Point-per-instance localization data
************
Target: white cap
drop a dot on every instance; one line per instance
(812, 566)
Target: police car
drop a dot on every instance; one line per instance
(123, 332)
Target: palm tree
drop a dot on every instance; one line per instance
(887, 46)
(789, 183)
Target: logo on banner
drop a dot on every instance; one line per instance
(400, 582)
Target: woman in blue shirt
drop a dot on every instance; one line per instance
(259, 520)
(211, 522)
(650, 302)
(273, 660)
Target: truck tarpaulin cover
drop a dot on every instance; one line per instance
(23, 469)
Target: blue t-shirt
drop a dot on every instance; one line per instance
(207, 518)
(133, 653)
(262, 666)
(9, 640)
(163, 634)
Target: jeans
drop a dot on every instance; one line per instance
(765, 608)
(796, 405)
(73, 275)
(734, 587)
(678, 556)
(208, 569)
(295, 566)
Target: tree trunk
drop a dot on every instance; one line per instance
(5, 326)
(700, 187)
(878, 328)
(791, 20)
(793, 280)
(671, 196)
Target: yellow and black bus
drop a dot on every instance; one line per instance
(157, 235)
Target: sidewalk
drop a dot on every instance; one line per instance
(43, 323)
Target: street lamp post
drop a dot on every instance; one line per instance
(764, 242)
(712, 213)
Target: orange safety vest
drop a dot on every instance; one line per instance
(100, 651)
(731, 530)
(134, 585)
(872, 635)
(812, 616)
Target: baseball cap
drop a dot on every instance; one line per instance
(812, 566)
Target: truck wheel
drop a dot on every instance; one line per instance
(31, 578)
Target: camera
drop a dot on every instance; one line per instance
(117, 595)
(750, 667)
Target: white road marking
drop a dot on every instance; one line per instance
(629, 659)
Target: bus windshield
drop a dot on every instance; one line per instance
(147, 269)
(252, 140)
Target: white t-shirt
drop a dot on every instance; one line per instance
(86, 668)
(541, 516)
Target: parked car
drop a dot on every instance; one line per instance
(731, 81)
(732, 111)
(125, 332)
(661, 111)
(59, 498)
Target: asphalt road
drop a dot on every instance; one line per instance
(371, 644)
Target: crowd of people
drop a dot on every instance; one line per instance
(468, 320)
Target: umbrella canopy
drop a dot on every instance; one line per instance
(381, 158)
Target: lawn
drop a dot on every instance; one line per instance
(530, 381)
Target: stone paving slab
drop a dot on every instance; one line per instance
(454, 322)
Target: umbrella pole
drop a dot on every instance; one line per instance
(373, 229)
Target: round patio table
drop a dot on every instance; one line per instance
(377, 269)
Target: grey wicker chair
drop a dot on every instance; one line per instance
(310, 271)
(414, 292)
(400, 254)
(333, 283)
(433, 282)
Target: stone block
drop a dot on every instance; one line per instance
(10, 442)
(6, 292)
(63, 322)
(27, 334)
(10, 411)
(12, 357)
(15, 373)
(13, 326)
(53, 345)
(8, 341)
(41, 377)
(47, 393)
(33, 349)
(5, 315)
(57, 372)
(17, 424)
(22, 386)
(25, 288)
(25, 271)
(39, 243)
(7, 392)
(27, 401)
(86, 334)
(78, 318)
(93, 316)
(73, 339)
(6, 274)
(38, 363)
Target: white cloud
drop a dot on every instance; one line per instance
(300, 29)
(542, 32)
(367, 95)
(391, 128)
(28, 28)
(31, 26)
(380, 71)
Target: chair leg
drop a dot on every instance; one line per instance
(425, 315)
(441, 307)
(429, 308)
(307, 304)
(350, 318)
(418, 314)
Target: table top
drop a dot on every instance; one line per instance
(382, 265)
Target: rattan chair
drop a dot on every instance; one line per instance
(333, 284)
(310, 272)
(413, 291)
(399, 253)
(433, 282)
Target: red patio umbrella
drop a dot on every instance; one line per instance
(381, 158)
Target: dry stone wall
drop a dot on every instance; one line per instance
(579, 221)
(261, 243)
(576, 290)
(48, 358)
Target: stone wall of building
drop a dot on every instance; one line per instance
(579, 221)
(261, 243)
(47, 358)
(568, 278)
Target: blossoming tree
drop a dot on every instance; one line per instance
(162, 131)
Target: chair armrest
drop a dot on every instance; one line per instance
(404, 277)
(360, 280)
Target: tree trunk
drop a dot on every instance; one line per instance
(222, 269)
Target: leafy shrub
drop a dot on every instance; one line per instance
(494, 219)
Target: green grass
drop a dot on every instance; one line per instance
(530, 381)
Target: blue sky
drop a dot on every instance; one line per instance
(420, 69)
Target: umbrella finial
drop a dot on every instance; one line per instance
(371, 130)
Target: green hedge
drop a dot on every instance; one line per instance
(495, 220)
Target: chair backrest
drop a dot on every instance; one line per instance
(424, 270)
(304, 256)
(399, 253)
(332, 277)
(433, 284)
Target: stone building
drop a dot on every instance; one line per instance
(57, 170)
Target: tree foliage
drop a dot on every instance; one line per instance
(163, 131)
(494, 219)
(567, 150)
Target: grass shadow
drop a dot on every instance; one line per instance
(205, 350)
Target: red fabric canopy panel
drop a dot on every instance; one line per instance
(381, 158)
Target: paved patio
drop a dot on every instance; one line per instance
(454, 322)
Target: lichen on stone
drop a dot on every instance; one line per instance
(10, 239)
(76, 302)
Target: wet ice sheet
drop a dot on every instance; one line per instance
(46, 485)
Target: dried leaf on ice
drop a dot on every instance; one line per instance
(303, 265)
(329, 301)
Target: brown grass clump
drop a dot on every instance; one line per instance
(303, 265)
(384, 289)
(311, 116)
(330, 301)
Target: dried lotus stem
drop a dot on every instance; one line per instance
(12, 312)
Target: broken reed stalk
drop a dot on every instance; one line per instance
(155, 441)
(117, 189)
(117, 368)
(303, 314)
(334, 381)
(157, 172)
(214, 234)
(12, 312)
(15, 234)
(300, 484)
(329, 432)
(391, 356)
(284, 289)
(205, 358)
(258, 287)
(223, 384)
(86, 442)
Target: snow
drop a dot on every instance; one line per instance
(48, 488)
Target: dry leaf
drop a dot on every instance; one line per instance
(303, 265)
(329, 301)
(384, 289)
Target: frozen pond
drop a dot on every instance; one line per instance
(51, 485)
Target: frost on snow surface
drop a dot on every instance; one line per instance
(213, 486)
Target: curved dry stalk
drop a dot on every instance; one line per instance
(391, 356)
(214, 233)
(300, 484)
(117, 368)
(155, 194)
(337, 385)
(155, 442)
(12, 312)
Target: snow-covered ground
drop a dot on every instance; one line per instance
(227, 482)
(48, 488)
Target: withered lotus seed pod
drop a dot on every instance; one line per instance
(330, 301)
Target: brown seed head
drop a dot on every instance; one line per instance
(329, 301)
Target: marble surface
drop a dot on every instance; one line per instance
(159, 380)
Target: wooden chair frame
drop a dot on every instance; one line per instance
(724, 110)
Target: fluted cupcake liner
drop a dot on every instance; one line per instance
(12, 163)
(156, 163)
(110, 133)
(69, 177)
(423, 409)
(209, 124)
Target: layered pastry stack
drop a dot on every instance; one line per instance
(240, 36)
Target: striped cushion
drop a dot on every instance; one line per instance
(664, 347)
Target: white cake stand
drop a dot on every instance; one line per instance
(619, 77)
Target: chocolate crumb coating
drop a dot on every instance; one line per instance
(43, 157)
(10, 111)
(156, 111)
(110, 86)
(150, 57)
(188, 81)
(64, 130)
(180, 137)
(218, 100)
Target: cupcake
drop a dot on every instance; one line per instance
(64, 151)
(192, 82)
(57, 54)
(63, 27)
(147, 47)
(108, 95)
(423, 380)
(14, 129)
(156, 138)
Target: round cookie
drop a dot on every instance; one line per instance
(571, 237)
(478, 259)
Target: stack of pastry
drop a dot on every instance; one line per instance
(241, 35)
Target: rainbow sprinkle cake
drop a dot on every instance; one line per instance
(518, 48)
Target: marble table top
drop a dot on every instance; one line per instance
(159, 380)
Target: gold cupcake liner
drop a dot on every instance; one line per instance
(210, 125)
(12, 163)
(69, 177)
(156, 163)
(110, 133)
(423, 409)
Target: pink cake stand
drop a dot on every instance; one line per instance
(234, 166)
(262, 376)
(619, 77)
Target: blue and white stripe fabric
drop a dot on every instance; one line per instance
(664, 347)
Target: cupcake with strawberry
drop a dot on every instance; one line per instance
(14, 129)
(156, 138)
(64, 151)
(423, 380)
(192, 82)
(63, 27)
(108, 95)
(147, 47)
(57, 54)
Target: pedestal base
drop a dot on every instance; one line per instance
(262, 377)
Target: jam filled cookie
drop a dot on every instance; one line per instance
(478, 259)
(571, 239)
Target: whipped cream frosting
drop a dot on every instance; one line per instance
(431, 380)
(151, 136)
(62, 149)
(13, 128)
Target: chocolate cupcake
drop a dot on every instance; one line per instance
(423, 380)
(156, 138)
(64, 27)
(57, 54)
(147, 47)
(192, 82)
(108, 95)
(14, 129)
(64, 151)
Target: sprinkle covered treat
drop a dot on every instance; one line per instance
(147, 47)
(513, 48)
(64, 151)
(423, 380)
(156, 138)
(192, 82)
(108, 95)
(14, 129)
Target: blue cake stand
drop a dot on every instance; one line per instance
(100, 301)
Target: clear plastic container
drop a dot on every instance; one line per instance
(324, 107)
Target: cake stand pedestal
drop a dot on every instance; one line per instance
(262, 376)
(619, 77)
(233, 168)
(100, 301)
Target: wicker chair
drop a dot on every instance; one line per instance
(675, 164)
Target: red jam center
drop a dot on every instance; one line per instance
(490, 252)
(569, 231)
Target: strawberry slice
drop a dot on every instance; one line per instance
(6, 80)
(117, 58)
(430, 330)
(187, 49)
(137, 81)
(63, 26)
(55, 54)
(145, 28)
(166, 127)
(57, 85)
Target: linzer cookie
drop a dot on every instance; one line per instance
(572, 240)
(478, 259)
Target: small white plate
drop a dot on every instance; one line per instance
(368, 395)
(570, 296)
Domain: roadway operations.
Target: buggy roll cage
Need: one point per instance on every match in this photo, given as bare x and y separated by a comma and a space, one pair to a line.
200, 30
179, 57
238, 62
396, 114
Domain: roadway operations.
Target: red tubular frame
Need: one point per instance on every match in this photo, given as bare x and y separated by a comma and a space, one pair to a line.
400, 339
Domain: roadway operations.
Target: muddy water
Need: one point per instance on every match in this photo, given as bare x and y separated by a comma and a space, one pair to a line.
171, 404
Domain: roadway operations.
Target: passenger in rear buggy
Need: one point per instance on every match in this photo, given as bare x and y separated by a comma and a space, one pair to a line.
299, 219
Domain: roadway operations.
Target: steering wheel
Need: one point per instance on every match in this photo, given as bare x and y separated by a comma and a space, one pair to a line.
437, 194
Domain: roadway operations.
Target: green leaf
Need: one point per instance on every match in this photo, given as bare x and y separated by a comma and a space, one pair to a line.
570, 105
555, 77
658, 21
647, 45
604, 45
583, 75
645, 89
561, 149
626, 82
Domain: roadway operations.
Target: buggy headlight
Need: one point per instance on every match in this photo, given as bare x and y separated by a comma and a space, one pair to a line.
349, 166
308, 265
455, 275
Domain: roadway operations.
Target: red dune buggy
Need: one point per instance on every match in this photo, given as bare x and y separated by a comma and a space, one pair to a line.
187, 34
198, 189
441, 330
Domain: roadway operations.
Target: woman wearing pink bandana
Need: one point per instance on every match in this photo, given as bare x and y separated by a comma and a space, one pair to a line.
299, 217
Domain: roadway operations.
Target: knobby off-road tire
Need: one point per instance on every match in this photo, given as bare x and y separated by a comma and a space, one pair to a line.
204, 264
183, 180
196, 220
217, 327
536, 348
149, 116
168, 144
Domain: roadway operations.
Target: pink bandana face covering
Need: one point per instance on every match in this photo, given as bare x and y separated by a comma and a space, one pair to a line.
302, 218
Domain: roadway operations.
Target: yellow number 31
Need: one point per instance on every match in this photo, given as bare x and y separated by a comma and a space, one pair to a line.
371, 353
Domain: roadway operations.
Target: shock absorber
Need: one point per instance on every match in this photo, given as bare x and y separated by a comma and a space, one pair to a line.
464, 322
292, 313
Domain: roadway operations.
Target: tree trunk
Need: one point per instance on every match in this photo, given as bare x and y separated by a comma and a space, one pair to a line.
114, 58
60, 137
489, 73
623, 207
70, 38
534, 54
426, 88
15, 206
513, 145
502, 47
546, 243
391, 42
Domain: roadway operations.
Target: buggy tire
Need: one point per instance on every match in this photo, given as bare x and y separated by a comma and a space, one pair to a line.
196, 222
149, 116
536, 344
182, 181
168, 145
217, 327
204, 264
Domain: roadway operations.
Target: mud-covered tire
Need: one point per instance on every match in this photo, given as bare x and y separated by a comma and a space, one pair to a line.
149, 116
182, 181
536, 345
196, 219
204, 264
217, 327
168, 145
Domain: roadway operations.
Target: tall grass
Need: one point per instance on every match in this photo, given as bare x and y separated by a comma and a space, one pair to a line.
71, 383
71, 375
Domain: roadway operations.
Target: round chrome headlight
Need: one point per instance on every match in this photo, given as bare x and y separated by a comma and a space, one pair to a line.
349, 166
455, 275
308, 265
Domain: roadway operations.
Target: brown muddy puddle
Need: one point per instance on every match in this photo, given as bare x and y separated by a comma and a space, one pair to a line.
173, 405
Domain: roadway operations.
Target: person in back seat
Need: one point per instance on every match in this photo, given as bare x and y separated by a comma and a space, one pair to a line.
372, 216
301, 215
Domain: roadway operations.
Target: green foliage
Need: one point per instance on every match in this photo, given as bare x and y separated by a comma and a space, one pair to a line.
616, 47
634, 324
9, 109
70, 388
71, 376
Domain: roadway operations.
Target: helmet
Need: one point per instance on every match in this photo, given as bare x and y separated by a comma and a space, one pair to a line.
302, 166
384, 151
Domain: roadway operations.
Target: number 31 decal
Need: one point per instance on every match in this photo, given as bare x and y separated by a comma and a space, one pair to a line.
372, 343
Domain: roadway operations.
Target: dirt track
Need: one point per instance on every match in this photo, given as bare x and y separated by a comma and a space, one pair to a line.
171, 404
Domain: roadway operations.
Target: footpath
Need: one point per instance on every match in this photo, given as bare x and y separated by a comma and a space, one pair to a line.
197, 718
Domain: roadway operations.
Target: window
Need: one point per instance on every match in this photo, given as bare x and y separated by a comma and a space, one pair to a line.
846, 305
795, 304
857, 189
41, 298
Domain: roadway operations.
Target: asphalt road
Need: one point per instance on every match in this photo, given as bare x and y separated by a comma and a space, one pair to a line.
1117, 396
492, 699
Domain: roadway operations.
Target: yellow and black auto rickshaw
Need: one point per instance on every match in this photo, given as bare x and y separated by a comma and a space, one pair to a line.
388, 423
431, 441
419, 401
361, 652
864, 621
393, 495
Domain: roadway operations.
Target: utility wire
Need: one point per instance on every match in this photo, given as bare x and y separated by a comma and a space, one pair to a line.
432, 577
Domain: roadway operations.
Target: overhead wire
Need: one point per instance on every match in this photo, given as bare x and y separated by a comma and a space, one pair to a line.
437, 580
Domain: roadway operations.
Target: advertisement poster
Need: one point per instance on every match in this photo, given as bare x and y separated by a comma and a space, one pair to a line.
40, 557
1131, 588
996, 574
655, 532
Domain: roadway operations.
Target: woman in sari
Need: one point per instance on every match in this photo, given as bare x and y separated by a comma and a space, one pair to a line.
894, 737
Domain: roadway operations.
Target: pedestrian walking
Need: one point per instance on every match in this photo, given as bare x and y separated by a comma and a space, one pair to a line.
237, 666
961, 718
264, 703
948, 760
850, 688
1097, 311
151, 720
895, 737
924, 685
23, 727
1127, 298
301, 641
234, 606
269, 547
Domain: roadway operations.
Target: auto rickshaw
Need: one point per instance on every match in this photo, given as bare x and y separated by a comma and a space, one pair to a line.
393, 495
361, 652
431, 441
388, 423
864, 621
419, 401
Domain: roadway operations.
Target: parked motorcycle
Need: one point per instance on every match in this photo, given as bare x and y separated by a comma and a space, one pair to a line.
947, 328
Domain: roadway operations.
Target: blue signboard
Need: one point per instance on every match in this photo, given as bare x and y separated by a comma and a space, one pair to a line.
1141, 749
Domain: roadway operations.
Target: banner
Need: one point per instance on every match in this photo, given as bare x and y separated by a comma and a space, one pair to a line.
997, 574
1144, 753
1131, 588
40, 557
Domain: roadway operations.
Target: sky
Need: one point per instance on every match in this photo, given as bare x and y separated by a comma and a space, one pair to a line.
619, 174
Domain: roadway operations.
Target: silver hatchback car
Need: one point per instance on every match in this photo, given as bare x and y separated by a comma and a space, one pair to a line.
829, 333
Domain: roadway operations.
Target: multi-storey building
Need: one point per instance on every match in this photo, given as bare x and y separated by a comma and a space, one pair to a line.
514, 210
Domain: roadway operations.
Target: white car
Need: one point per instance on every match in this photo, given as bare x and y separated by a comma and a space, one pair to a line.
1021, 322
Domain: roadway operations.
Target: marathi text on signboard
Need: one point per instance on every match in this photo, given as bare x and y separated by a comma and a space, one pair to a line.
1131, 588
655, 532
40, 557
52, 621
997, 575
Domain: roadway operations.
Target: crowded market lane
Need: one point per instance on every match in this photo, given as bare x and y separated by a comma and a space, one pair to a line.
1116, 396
************
# What to produce:
Count the lines above that contain the word "wicker". Write only the number.

# Solution below:
2